### Text passage
====
UCT installation of an ESP is more time- and cost-efficient, compared to traditional installation methods, by eliminating the need to engage cable spool units when conveying electric pumps, thus reducing mobilization, lease footprint and associated costs.
Upon validation of the UCT dynamic stripping system, UCT ESP installation would provide live-well ESP deployment, reducing the costs of well kill operations and the possibility of decreased or permanent loss of well productivity.
UCT methods do not require a wet connection, unlike other rig-less ESP installations. This project found that the introduction of the ESP cable into the UCT can have negative implications when deploying the CT. Improvements were made to the manufacturing/clamping process to resolve these problems.
UCT-deployed HSP. This operation proved that a hydraulically powered pump could be installed reliably on a rig-less, CT-deployed basis, using UCT while providing a number of advantages.
One, installation of an HSP requires three tubes, two for pulsing the hydraulic piston and a third to deliver production fluid to surface. Installation is considerably more efficient when installing a dual-UCT, with a concentric tube in one side of the UCT to complete the hydraulic circuit.
====
### Work to complete
(A) List every abbreviation that appears in the UCT pump installation passage.
(B) According to the UCT pump installation passage, how many tubes does installing an HSP require?
(C) Carry the UCT pump installation passage further, picking up after its last sentence.

### Dataset rows
====
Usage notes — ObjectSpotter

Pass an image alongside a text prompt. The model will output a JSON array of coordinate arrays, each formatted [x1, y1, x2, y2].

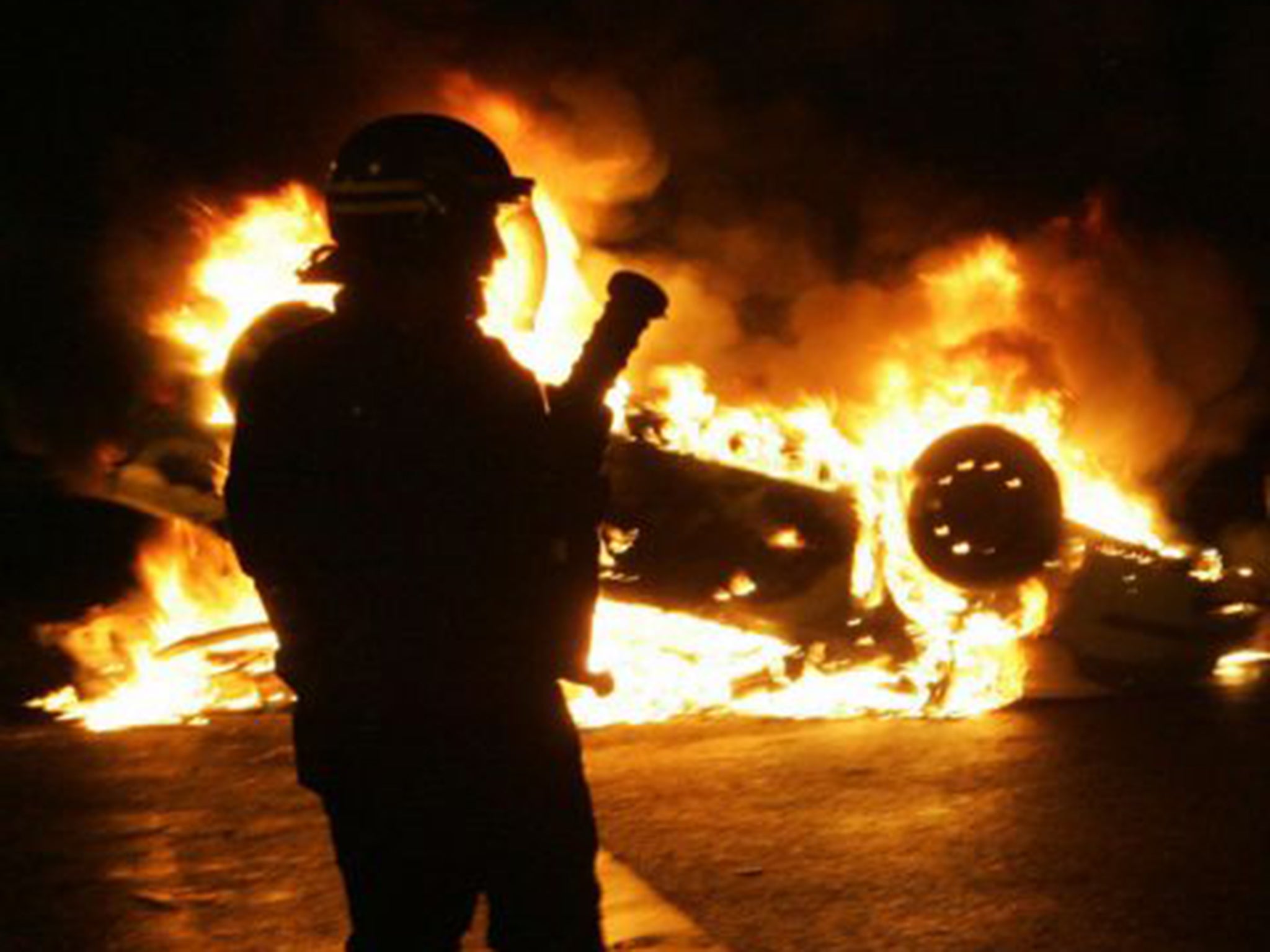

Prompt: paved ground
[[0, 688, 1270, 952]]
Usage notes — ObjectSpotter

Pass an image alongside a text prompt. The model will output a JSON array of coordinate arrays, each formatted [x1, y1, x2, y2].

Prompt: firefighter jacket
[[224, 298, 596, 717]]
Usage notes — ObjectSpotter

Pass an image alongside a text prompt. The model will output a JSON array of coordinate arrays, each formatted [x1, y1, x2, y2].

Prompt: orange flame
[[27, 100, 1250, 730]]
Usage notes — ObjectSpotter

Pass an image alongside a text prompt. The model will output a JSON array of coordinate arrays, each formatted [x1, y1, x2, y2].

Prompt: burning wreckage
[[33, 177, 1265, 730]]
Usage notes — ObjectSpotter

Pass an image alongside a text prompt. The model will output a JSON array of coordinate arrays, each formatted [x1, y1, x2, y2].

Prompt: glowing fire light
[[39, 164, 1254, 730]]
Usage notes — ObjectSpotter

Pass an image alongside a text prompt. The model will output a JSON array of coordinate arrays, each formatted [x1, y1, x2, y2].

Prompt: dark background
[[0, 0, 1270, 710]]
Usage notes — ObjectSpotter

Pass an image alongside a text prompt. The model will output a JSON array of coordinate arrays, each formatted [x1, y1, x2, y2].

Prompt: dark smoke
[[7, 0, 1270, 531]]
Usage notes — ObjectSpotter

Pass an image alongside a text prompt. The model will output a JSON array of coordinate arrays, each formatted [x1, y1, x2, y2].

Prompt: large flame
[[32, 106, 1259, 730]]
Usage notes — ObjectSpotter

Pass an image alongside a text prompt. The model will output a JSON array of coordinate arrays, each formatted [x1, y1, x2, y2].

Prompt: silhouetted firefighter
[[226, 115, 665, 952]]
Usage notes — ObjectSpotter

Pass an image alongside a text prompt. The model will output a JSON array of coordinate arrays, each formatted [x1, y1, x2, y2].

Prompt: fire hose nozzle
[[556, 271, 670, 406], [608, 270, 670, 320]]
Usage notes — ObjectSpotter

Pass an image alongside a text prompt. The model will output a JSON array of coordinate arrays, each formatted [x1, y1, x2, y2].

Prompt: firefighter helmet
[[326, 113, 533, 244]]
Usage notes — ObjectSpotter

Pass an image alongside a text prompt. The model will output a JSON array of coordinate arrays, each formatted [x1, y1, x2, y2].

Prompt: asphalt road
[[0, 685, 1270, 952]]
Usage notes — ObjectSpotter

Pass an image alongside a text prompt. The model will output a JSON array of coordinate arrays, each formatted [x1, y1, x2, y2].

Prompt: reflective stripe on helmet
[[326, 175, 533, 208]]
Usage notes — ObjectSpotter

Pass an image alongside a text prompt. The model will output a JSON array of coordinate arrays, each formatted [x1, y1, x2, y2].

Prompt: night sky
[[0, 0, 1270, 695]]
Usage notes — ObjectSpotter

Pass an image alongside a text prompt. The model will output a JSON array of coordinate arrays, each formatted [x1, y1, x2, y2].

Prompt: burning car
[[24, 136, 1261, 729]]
====
### Solved problems
(A) UCT, ESP, CT, HSP

(B) Three: two for pulsing the hydraulic piston and a third to deliver production fluid to surface.

(C)
Two, UCT installation of an HSP is accomplished in less time, and for a considerable cost savings, when compared to traditional methods. UCT-conveyed HSP systems to operate effectively to dewater conventional gas wells in comparison to conventional sucker rod pumps.
Three, UCT-conveyed HSP pump systems can effectively pump natural gas with hydraulically forced full strokes of the production piston, thereby operating in a “pumped-off” state, without gas locking of the pump, itself. Also, upon validation of a UCT dynamic stripping system, UCT HSP installation provides the advantage of live-well HSP deployment, reducing costs of well kill operations and the possibility of decreased well productivity.
Last, the concentric design created more-than-anticipated friction losses in the hydraulic lines. Future installations will take this into account, including considerations for running larger-diameter strings or use of friction-reducing additives.
CANADIAN PROGRESSIVE CAVITY PUMP CASE STUDY
Two FlatPak thermoplastic-jacketed UCTs conveyed permanent hydraulic progressive cavity pump systems in cold, heavy-oil wells in Lloydminster, Alberta.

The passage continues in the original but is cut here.